Natural language region descriptions:
============================================================
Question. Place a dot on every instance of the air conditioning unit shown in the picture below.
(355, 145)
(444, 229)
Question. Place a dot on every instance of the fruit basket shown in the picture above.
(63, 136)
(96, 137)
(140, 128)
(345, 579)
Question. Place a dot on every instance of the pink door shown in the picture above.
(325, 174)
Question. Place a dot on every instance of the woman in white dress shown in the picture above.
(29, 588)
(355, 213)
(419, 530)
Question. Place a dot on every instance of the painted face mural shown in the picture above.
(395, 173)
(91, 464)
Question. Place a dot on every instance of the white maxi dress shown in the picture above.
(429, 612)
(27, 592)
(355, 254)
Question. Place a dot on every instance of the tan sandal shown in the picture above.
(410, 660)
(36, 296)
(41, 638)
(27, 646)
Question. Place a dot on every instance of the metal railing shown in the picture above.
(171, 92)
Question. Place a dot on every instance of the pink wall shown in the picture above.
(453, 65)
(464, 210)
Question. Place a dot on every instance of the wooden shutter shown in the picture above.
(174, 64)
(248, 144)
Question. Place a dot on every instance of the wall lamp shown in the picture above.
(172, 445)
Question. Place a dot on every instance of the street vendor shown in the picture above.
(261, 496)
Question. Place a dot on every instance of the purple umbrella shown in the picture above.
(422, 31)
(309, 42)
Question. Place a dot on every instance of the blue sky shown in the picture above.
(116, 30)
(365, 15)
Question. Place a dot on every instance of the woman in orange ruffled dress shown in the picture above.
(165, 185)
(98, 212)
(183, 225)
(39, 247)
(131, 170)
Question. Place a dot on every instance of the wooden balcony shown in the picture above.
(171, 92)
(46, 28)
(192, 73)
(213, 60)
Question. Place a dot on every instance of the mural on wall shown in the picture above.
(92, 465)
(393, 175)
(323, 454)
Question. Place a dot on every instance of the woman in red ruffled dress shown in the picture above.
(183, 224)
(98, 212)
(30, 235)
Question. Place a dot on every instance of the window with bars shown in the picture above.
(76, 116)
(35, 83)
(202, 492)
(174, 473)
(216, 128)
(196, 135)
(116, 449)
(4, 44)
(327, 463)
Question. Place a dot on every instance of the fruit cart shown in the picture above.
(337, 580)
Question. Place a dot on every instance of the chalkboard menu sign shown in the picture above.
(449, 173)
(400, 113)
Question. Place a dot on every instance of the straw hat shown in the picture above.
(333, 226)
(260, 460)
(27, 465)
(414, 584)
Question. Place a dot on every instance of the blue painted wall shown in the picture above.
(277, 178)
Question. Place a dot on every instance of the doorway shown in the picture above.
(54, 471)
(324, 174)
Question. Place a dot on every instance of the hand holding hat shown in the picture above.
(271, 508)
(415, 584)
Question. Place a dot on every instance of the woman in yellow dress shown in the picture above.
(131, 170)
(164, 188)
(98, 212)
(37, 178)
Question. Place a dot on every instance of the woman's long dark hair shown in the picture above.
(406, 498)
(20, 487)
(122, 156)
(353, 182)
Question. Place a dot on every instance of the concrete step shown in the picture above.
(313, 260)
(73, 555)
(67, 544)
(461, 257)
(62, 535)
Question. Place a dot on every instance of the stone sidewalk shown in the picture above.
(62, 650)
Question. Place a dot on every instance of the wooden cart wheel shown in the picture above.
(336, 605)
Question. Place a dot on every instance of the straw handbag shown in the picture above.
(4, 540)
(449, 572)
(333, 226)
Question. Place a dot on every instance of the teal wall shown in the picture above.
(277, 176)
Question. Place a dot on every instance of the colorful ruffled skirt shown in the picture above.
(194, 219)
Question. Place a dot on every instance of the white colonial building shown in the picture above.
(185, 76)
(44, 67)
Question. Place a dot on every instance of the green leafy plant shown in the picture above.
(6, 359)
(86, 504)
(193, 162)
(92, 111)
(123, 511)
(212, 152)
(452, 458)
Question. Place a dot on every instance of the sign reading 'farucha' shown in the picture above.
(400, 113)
============================================================
Instructions for the task:
Would you please give all of the records again exactly as they stand?

Expected answer:
Question. Place a dot on every instance of the air conditioning unit shown in the picture below.
(355, 145)
(444, 229)
Question. Place a dot on every instance of the fruit basket shown in the picture above.
(63, 136)
(96, 137)
(140, 128)
(345, 579)
Question. Place a dot on every instance of the pink door shown in the picture above.
(325, 174)
Question. Place a dot on every instance of the woman in white dress shown in the picture above.
(29, 588)
(355, 213)
(419, 530)
Question. Place a dot on every instance of the painted face mural shown in the picture above.
(395, 173)
(91, 464)
Question. Place a dot on every instance of the white maxi dress shown in the picture above.
(429, 612)
(27, 592)
(355, 254)
Question. Place a dot on every instance of the tan sandal shown in the picture above.
(410, 660)
(36, 296)
(41, 638)
(27, 646)
Question. Place a dot on every instance of the metal railing shown in the picture above.
(171, 92)
Question. Place a dot on every instance of the pink wall shown in the picture above.
(453, 65)
(464, 210)
Question. Place a dot on every instance of the wooden shutter shown in the picture above.
(174, 64)
(248, 144)
Question. Place a dot on every instance of the wall lamp shown in the picture above.
(172, 445)
Question. Place a dot on every instance of the street vendor shown in the picture above.
(261, 496)
Question. Place a dot on every instance of the purple umbrella shown in the picture above.
(422, 31)
(309, 42)
Question. Place a dot on every instance of the blue sky shown in the picture above.
(116, 30)
(365, 15)
Question. Place a dot on every instance of the woman in orange ruffled dress shown in the picture above.
(165, 185)
(98, 212)
(183, 225)
(39, 247)
(131, 170)
Question. Place a dot on every instance of the wooden balcony shown in the picture above.
(171, 92)
(46, 28)
(192, 73)
(213, 60)
Question. Place a dot on every instance of the mural on wall shown in the picture above.
(92, 465)
(393, 175)
(323, 454)
Question. Place a dot on every instance of the woman in red ruffled dress shown in the picture above.
(183, 224)
(98, 212)
(30, 235)
Question. Place a dot on every instance of the window with bars shown in the picture above.
(76, 116)
(35, 83)
(202, 492)
(174, 473)
(216, 128)
(196, 135)
(116, 449)
(4, 44)
(327, 463)
Question. Place a dot on every instance of the fruit cart shown in the picture above.
(337, 580)
Question. Place a dot on every instance of the chalkboard menu sign shown in the picture above.
(449, 173)
(400, 113)
Question. Place a dot on every instance of the straw hat shown in the picture above.
(333, 226)
(260, 460)
(27, 465)
(414, 584)
Question. Place a dot on every instance of the blue painted wall shown in the picture above.
(277, 178)
Question. Place a dot on every instance of the doorway shown in the picture above.
(54, 471)
(324, 174)
Question. Place a dot on every instance of the hand holding hat shown in the picture above.
(271, 508)
(415, 584)
Question. Place a dot on every instance of the woman in yellow dress shown in the picture above.
(131, 170)
(164, 188)
(98, 212)
(37, 178)
Question. Place a dot on every instance of the woman's long dark hair shown in the picture above.
(406, 498)
(20, 487)
(122, 156)
(353, 182)
Question. Place a dot on every instance of the concrete step shown in the picture above.
(313, 260)
(73, 555)
(67, 544)
(461, 257)
(62, 535)
Question. Place a dot on every instance of the stone sidewalk shown in the picture above.
(62, 650)
Question. Place a dot on every instance of the wooden cart wheel shown in the picture above.
(336, 605)
Question. Place a dot on every instance of the straw handbag shown in the picture above.
(4, 540)
(449, 572)
(333, 226)
Question. Place a dot on every instance of the teal wall shown in the picture above.
(277, 176)
Question. Place a dot on every instance of the colorful ruffled skirt shown in the picture above.
(194, 219)
Question. Place a dot on every instance of the white colonial building shown in the picture above.
(185, 76)
(44, 67)
Question. Place a dot on every instance of the green leafy plant shown in the picture above.
(6, 359)
(86, 504)
(193, 162)
(92, 111)
(123, 511)
(212, 152)
(452, 458)
Question. Place a dot on every instance of the sign reading 'farucha' shown in the picture above.
(400, 113)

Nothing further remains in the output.